PROBLEM TO WORK ON:
Copy everything from the line containing "varnished oak wood" down to the end of the data, requests included. Scale every coordinate in the answers by 1.25 and round to whole numbers, with halves rounded up, but leave the requests and their format samples unchanged.

STORED RECORDS:
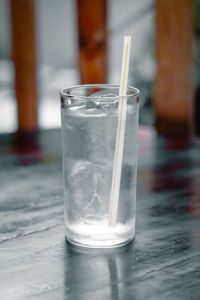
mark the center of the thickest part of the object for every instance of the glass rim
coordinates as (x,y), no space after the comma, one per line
(134,92)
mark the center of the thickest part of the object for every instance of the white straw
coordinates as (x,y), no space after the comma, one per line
(119,146)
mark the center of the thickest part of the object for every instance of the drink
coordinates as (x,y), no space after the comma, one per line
(89,137)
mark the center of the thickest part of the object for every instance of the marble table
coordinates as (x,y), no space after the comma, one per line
(163,262)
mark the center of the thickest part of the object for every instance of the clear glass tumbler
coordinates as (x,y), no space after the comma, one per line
(89,115)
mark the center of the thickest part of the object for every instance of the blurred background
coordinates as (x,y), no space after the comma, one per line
(46,45)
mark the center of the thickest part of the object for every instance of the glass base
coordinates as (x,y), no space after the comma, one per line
(99,241)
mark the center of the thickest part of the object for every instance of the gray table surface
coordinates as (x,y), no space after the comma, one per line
(163,262)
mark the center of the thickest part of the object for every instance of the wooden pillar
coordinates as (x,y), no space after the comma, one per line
(173,92)
(92,38)
(24,59)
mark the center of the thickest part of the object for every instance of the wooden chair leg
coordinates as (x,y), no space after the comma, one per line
(92,37)
(24,59)
(173,92)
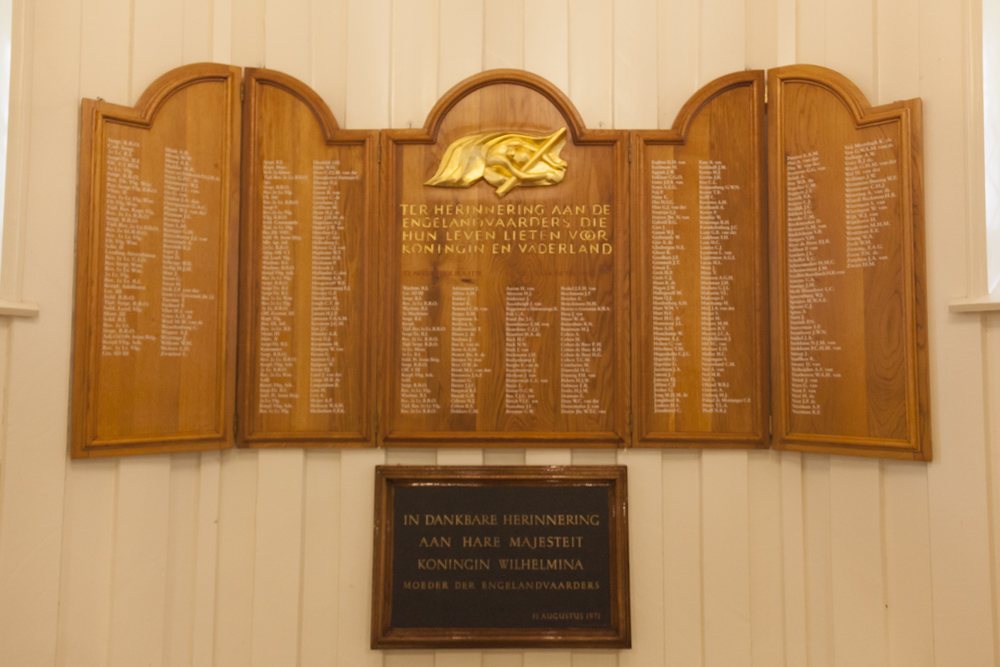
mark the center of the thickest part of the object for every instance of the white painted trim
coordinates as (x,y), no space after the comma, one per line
(983,304)
(15,224)
(18,308)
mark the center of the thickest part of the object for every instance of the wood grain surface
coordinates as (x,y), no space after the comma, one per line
(155,336)
(539,275)
(699,272)
(307,270)
(848,287)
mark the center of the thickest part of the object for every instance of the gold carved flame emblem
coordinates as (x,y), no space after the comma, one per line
(504,159)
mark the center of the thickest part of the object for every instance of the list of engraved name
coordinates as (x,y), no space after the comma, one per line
(136,236)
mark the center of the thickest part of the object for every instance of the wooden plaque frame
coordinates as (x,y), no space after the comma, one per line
(390,478)
(909,333)
(96,115)
(362,366)
(748,346)
(523,85)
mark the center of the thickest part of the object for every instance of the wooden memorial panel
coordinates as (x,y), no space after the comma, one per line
(308,262)
(155,336)
(505,244)
(699,272)
(502,557)
(848,297)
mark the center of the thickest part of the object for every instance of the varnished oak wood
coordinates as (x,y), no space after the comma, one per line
(134,398)
(721,128)
(388,478)
(286,122)
(869,322)
(512,101)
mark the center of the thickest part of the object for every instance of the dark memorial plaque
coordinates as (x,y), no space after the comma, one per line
(848,288)
(699,281)
(154,366)
(308,271)
(505,309)
(500,557)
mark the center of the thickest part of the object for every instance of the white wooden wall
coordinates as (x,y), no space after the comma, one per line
(264,559)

WORKED ANSWER:
mark the center of the thickest part of the object for every instance of the varnished oak wood
coordinates as (x,y), no space after the comma, one per line
(168,498)
(901,160)
(485,598)
(358,153)
(1086,403)
(640,126)
mark the center of the thickest part of the object for every instance of the dark memorial plaque
coordinates as (x,y), no space after the comma, one per line
(1060,360)
(874,351)
(193,458)
(385,339)
(631,386)
(625,696)
mark the center of the thickest part of the object for every instance of the white wooden wall
coordinates as (x,y), no space after the comma, one per line
(330,699)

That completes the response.